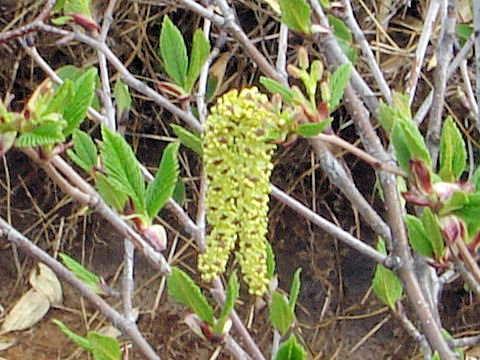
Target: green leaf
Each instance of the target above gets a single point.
(109, 193)
(270, 260)
(338, 82)
(290, 350)
(188, 139)
(275, 87)
(173, 52)
(453, 154)
(45, 134)
(295, 289)
(84, 152)
(122, 97)
(418, 237)
(77, 339)
(122, 168)
(87, 277)
(78, 6)
(161, 188)
(455, 202)
(104, 347)
(430, 224)
(62, 97)
(179, 192)
(75, 110)
(185, 291)
(281, 314)
(296, 15)
(385, 283)
(198, 56)
(233, 288)
(312, 129)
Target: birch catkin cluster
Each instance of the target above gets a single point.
(238, 167)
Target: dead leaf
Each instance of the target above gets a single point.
(7, 342)
(28, 310)
(46, 282)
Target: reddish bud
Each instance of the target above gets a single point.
(156, 236)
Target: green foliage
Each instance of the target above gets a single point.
(338, 82)
(453, 153)
(418, 237)
(109, 193)
(87, 277)
(233, 288)
(174, 54)
(312, 129)
(104, 347)
(281, 314)
(295, 289)
(188, 139)
(161, 188)
(430, 224)
(122, 168)
(84, 152)
(185, 291)
(198, 57)
(344, 38)
(48, 133)
(290, 350)
(386, 284)
(275, 87)
(296, 15)
(100, 346)
(75, 110)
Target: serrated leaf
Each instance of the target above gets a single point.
(432, 228)
(281, 314)
(87, 277)
(198, 56)
(122, 97)
(275, 87)
(84, 152)
(417, 236)
(109, 193)
(185, 291)
(161, 188)
(312, 129)
(45, 134)
(338, 82)
(77, 339)
(453, 154)
(104, 347)
(173, 52)
(270, 260)
(386, 284)
(233, 287)
(296, 15)
(122, 168)
(188, 139)
(75, 110)
(78, 6)
(62, 96)
(290, 350)
(295, 289)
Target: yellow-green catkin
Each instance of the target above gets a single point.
(238, 167)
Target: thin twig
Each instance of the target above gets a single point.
(110, 313)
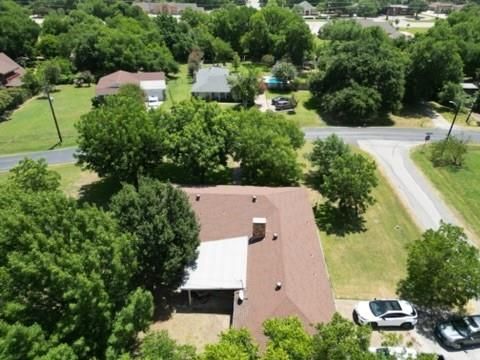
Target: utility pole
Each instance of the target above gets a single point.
(53, 113)
(473, 106)
(457, 106)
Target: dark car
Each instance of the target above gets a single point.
(278, 99)
(458, 333)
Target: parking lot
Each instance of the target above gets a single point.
(421, 338)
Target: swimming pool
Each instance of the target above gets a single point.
(272, 81)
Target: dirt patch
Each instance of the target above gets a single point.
(194, 328)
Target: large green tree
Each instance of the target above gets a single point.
(443, 269)
(198, 137)
(361, 76)
(66, 274)
(120, 139)
(340, 339)
(18, 33)
(345, 178)
(266, 147)
(166, 231)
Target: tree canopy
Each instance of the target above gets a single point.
(165, 228)
(443, 269)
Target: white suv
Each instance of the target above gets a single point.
(394, 313)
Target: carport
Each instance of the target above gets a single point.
(221, 265)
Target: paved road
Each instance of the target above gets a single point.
(349, 134)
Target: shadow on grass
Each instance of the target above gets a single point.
(335, 221)
(99, 192)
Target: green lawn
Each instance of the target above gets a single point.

========================================================================

- **REQUIRED WORK**: Could you return every line of the records above word for word, leaving out the pictures?

- **TASK RESPONSE**:
Target: green leaf
Each instance of the target above gets a single point.
(109, 193)
(270, 260)
(338, 82)
(290, 350)
(188, 139)
(275, 87)
(173, 52)
(453, 154)
(45, 134)
(295, 289)
(84, 152)
(122, 97)
(418, 237)
(77, 339)
(122, 168)
(87, 277)
(78, 6)
(161, 188)
(455, 202)
(104, 347)
(430, 224)
(62, 97)
(179, 192)
(75, 110)
(185, 291)
(281, 314)
(296, 15)
(385, 283)
(198, 56)
(233, 288)
(312, 129)
Target: birch catkin cluster
Each instance of the target above gets a single point.
(238, 167)
Target: dead leaf
Each instance of the target above gets a single point.
(7, 342)
(28, 310)
(46, 282)
Target: reddish bud
Each instance of the target above gets a single point.
(156, 236)
Target: green foliage
Each instance of the target above gets a single point.
(338, 82)
(453, 153)
(418, 237)
(109, 193)
(87, 277)
(233, 288)
(174, 54)
(312, 129)
(104, 347)
(281, 314)
(295, 289)
(188, 139)
(161, 188)
(430, 224)
(122, 168)
(84, 152)
(185, 291)
(198, 57)
(344, 38)
(48, 133)
(290, 350)
(386, 284)
(275, 87)
(296, 15)
(100, 346)
(75, 110)
Target: serrated leaf
Each instance of the target above gets a single point.
(432, 228)
(281, 314)
(87, 277)
(198, 56)
(122, 97)
(275, 87)
(84, 152)
(417, 236)
(109, 193)
(185, 291)
(161, 188)
(312, 129)
(45, 134)
(338, 82)
(77, 339)
(453, 154)
(104, 347)
(173, 52)
(270, 260)
(386, 284)
(233, 287)
(296, 15)
(122, 168)
(188, 139)
(75, 110)
(78, 6)
(62, 96)
(290, 350)
(295, 289)
Target: yellow-green catkin
Each instance of the target above gets a single point.
(238, 167)
Target: thin twig
Each instance of the target above gets a single point.
(110, 313)
Target: utility pole
Each instance of the target above gets a single point.
(53, 113)
(473, 106)
(457, 106)
Target: dark car
Each instance of the target above gets a single point.
(278, 99)
(458, 333)
Target: parking lot
Each instance of the target above gets a single point.
(421, 338)
Target: swimming pool
Each instance of the target above gets a single point.
(272, 81)
Target: dirt patch
Each instance of the target above gets a single point.
(194, 328)
Target: large green tree
Each instance of the target above gets a single point.
(443, 269)
(198, 137)
(361, 76)
(66, 274)
(120, 139)
(340, 339)
(18, 33)
(345, 178)
(266, 147)
(166, 231)
Target: tree canopy
Each instance of the target above gets a single point.
(165, 228)
(443, 269)
Target: white suv
Each instance of the target above gets a single point.
(394, 313)
Target: carport
Each instance of the target above gets a single point.
(221, 265)
Target: paved road
Each instance of the target above gets a single point.
(349, 134)
Target: shadow on grass
Each instance of the target above gets a single point.
(335, 221)
(99, 192)
Target: green lawn
Each instance of the target above gets a single point.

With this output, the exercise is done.